To be done:
1. Answer these questions using the seminar announcement.
(a) What is the title of the ongoing project to be presented?
(b) What is the name of the Horizon 2020 project she works in?
(c) In which department does she offer courses?
2. Translate this sentence from the seminar announcement into Spanish: "She also offers courses in the Department of Politics and Public Administration."
3. Extend the seminar announcement, starting right after its final sentence.

Document extract:
Welcome to a seminar with Gianna Maria Eick, who will present an ongoing project titled:

Migration levels, welfare support and inequality perceptions: Evidence from administrative districts in Germany

Gianna Maria Eick is a Post-doc at the Comparative Political Economy working group of Prof. Dr. Marius Busemeyer works, at the University of Konstanz in Germany. She works in the Horizon 2020 project “The Future of European Social Citizenship”, where she examines public opinion on alternative political measures to strengthen European social citizenship. She also offers courses in the Department of Politics and Public Administration. Her research interests include the relationship between migration and the welfare state, in particular welfare nationalism, micro-meso-macro links to individual political attitudes and comparative social policy in general.

A block of data
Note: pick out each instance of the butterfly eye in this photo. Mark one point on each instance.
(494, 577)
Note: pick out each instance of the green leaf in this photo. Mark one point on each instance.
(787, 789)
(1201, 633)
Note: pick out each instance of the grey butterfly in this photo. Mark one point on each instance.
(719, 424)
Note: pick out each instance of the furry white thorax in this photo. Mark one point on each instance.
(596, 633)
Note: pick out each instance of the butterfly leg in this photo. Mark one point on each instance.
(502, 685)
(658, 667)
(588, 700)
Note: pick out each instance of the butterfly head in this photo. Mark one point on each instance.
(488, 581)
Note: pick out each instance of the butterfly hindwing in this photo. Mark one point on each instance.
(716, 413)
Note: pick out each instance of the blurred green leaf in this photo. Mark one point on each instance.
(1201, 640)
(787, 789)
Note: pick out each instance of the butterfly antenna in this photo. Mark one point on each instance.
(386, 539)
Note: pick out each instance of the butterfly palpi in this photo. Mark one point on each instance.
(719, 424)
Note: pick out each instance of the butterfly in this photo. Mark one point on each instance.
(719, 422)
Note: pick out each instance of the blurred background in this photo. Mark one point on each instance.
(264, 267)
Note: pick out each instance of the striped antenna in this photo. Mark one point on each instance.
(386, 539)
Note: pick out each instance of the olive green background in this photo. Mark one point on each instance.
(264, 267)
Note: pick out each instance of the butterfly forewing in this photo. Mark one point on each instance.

Expected outputs:
1.
(a) Migration levels, welfare support and inequality perceptions: Evidence from administrative districts in Germany
(b) The Future of European Social Citizenship
(c) The Department of Politics and Public Administration

2. También imparte cursos en el Departamento de Política y Administración Pública.

3.
Abstract
Previous comparative studies have put considerable effort into understanding the relationship between migration levels and native populations' level of welfare support. While studies yield little evidence that migration levels at the country-level reduce welfare support, studies that measured migration levels at the regional-level show that these are likely to reduce welfare support. The first aim of this study is to include an even lower geographical unit where exposure to migrants is inevitable: administrative districts. Does the negative effect of migration levels on welfare support appear in such districts? And if so, does it decrease in larger regional units? The second aim of this study is to understand these patterns further and to examine the missing link between migration levels and welfare support: inequality perceptions. Do individuals that perceive inequality become more supportive of the welfare state? And if so, are the effects larger where native populations benefit more from the welfare state? To answer these questions, we conduct multilevel analyses using the newly compiled data set "The Inequality Barometer" that includes a combination of individual-, district- and regional-level data in Germany (16 federal states, 278 administrative districts, 6,208 individuals). The results reveal insights into the importance of opportunity-providing policies in society and into the electoral successes of radical right parties, particularly in times of increasing economic disparity.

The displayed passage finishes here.